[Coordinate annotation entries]
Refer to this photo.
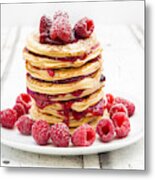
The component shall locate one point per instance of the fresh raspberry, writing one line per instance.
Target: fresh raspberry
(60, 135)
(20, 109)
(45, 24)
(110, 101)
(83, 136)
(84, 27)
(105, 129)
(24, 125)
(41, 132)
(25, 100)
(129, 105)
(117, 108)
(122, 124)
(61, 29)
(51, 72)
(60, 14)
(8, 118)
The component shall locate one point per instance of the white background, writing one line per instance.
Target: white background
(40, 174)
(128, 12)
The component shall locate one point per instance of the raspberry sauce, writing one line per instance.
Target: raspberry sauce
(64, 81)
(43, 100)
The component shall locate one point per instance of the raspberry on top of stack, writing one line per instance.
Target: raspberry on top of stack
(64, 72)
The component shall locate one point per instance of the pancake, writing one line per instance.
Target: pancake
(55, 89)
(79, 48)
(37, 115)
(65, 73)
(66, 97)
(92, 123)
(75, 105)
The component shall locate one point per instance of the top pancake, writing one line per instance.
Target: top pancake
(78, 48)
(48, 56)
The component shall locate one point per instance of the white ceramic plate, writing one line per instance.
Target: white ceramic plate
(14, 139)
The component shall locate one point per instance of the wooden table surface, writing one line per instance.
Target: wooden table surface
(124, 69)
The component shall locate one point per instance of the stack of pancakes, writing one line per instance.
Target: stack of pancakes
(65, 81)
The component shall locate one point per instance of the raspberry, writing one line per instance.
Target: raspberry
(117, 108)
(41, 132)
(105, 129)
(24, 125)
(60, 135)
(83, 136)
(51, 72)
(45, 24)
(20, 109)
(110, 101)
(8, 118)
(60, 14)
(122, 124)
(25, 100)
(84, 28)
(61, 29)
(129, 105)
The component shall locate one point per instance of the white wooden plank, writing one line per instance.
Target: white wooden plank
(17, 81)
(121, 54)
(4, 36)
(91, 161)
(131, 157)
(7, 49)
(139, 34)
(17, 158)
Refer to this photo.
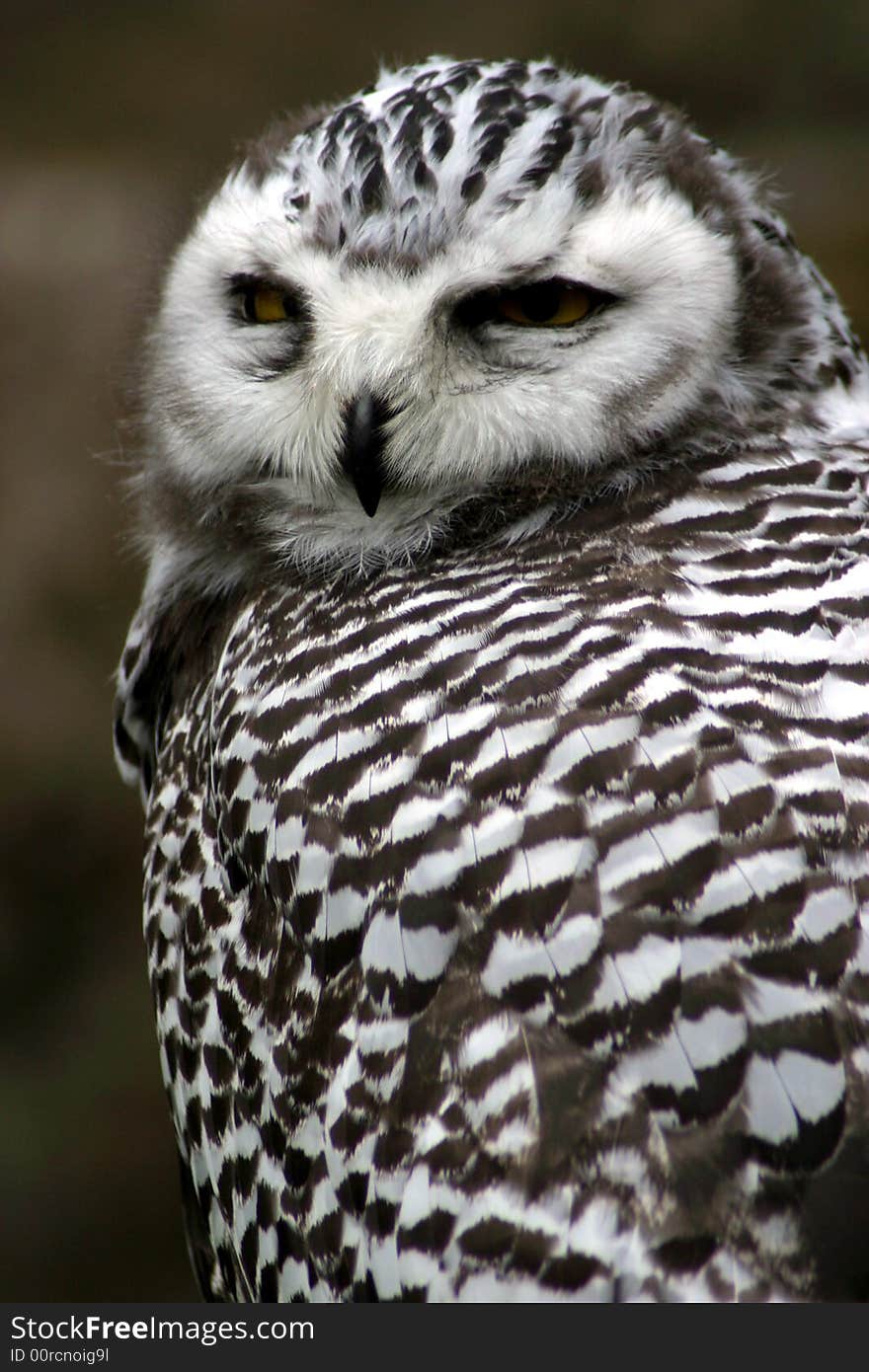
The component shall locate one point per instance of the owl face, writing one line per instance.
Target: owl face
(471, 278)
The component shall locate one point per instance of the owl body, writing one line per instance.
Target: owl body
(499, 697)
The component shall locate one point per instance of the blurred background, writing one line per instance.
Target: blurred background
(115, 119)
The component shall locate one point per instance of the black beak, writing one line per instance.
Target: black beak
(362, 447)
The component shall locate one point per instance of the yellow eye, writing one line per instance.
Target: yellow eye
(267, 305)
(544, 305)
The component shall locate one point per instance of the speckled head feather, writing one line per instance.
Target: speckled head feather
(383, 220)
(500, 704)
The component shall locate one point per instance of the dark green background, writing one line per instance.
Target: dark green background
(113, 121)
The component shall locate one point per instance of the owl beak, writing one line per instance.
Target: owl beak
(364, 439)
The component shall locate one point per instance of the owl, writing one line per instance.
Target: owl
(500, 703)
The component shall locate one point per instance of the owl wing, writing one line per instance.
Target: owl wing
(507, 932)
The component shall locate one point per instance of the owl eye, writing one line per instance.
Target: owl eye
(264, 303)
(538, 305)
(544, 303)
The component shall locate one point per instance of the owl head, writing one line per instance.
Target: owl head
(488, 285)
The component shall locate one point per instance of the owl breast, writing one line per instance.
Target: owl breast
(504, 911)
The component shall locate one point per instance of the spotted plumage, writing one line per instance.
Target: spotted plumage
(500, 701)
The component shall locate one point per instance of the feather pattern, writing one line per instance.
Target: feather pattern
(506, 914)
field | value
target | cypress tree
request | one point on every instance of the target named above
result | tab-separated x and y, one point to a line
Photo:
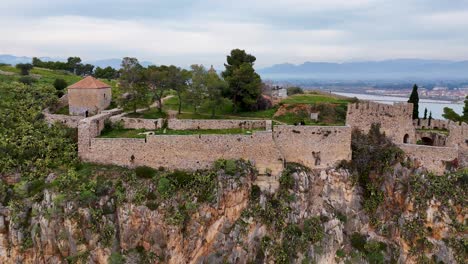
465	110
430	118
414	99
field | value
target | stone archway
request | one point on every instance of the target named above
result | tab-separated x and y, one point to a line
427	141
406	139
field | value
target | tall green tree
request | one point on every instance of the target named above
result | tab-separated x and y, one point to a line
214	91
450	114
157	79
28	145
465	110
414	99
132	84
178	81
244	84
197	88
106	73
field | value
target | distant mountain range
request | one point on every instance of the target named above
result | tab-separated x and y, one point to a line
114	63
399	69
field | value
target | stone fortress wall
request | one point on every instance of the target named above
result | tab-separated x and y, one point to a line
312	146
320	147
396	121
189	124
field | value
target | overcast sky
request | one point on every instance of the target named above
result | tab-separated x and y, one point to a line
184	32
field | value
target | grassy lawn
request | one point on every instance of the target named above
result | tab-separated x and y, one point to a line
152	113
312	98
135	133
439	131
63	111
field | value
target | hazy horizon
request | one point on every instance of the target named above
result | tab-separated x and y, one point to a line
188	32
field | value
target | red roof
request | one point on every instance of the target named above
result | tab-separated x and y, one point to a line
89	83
--
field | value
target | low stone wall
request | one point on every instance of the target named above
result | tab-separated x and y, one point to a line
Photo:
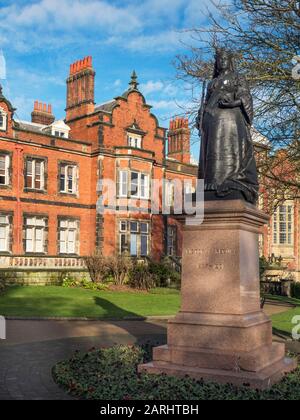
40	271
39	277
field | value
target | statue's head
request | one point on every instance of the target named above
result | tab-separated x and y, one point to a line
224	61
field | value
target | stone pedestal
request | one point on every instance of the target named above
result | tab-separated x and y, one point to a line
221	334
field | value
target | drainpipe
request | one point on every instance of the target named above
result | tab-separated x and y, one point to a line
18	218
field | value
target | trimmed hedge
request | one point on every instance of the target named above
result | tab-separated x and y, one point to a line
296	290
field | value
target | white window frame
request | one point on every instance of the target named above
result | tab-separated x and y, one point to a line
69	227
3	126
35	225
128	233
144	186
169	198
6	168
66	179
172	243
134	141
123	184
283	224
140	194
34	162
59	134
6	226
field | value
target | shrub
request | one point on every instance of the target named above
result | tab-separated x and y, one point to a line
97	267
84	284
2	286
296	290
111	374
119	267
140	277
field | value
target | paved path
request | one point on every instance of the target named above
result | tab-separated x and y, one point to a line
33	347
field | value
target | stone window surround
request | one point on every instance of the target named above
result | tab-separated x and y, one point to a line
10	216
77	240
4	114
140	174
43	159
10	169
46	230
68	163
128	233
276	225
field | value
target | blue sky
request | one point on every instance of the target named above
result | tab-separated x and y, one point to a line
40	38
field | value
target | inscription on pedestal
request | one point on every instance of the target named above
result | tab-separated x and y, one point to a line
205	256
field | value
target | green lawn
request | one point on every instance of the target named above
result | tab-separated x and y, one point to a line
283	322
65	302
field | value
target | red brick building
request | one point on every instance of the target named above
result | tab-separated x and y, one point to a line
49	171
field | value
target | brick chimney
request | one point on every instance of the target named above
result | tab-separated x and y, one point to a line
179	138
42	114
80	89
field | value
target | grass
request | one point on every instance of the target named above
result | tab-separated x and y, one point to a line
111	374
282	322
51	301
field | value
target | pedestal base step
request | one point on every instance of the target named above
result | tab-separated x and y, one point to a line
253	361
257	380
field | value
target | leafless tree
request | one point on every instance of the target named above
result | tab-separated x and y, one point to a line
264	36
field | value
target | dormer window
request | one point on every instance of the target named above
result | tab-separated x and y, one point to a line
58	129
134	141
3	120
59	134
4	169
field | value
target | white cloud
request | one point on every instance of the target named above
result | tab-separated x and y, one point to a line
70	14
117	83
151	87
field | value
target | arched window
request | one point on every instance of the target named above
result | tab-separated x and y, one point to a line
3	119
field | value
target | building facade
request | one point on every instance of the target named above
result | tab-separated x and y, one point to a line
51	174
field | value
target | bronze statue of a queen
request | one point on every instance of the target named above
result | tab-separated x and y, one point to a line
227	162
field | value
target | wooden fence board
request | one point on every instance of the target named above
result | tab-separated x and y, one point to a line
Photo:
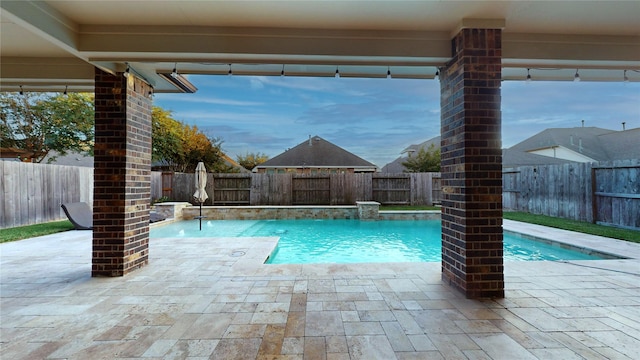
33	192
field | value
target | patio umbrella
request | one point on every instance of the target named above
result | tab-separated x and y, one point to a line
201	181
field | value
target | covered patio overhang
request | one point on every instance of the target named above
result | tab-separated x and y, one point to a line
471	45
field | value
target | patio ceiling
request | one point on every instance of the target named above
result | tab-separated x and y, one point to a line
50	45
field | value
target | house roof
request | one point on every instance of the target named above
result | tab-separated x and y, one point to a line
* * *
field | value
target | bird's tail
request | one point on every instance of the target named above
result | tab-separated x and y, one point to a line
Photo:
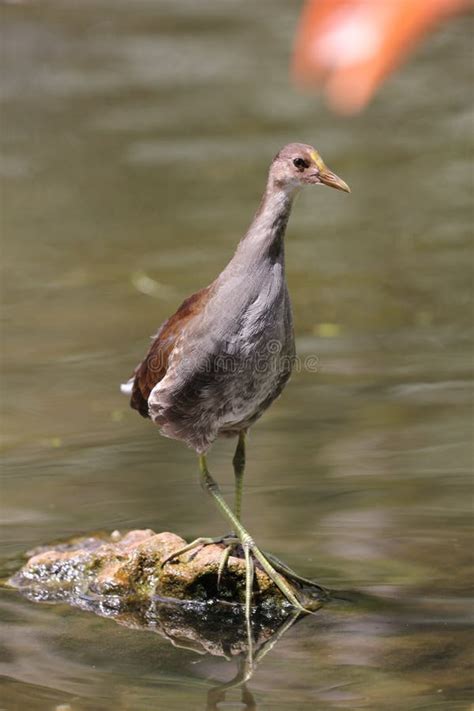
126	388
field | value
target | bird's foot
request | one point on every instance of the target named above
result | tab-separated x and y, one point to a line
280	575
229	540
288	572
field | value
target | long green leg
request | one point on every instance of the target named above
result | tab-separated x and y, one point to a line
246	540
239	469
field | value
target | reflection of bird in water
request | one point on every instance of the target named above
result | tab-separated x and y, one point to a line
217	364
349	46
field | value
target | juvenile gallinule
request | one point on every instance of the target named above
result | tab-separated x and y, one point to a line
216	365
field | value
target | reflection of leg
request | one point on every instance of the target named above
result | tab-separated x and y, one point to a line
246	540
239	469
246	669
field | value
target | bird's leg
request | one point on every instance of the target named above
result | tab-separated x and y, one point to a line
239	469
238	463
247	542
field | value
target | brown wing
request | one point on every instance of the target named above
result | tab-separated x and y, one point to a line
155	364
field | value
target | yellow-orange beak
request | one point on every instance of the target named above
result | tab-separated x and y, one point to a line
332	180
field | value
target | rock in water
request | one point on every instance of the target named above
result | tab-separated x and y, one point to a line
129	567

§ **Directive**
Pick out every line of the records that contains the word "water" and copy each one.

§ **Solution below**
target | reflection of bird in water
target | rock in water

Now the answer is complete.